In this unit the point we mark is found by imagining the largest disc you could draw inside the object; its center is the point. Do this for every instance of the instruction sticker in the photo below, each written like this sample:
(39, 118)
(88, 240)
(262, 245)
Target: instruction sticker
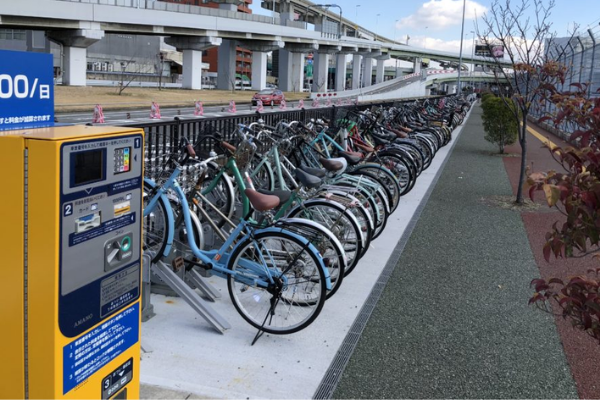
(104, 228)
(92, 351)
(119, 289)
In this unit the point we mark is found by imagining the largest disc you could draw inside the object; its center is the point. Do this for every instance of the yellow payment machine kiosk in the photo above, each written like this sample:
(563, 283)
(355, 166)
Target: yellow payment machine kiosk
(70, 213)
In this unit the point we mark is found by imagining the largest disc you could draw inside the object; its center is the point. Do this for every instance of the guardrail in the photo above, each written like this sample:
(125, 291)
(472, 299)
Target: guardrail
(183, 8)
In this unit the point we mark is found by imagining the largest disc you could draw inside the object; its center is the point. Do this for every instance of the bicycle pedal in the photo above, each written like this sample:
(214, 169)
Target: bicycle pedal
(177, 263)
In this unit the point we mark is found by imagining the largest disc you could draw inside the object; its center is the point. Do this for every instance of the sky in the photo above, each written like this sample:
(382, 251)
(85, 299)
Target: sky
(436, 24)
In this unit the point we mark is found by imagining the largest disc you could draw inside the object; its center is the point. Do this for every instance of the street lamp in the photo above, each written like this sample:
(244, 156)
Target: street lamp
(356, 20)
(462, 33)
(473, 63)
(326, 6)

★ ★ ★

Only the lines from the one containing "Target: yellow payment machine kiosk" through the last line of the entries above should be copied, exactly as written.

Target: yellow payment machine kiosk
(70, 213)
In this unit the point we mark is found by imagining the largest disc you could draw inside the object; its center is the point. Do this for every instance of the guardrail in the photo above, each written like this sample:
(125, 291)
(472, 299)
Target: guardrail
(183, 8)
In this unit the point we mark is found by imagining the largest disc you could draw inside the object; its center is the point. Do this for every instance of the bicycle pedal in the photo above, each written like this sample:
(214, 169)
Target: bicycle pedal
(177, 263)
In this unit the point we mark is found by imagining the largest disc you could draw inside the object; its center is the point. Do this for every instance of the sky in the photo above, each written like this sample:
(382, 251)
(85, 299)
Target: sky
(436, 24)
In this unit the point we mark is found by imagining the largest disc you could draw inside the object; its center is the point. Do this for every instance of the street lamp in the photo above, each written like this sample:
(244, 156)
Target: street lamp
(356, 20)
(462, 33)
(473, 63)
(326, 6)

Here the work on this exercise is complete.